Aim
Rescale the records below by rewriting every line, requests included, with each x,y point coordinate in the answers multiplied by 1.05 and rounded to a whole number (halves round up), while the sample coordinates in the requests stay unchanged. Leave the pictures out of your answer.

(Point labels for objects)
>>>

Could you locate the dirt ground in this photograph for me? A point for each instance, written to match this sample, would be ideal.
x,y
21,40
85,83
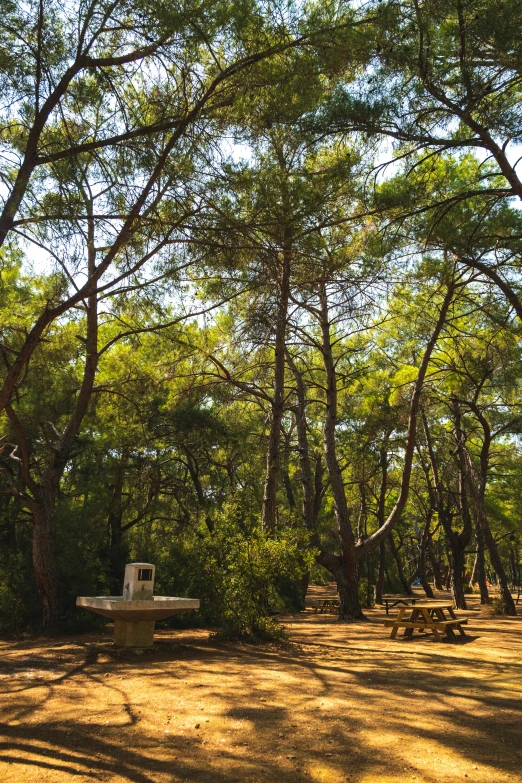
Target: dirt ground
x,y
339,703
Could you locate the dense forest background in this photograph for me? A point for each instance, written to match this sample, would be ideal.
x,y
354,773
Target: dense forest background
x,y
260,303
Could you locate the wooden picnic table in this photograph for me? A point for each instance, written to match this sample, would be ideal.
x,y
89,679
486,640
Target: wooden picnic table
x,y
327,605
428,616
390,601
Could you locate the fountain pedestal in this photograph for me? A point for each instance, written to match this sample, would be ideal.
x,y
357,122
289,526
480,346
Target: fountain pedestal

<<<

Written response
Could you locate the dirt ground in this photograph for me? A point for each instance, written to match this sample, would be ideal.
x,y
21,40
85,83
Target: dirt ground
x,y
356,738
Could you locate the dense forest background in this photograph for me? A point for each instance, written to match this sample, would be ideal.
x,y
354,773
Target: dense forest background
x,y
273,318
Could you locate the wooden picnic table in this photograph for me? A point for each instance, written to match this sample, would be ideal.
x,y
89,679
486,640
Target: wooden picnic table
x,y
343,635
449,647
410,631
Could you locate the fountain pedestal in this photograph for me? A point for each instance, written to match this sample, would be ideal.
x,y
357,122
289,526
480,346
Target: fountain pedestal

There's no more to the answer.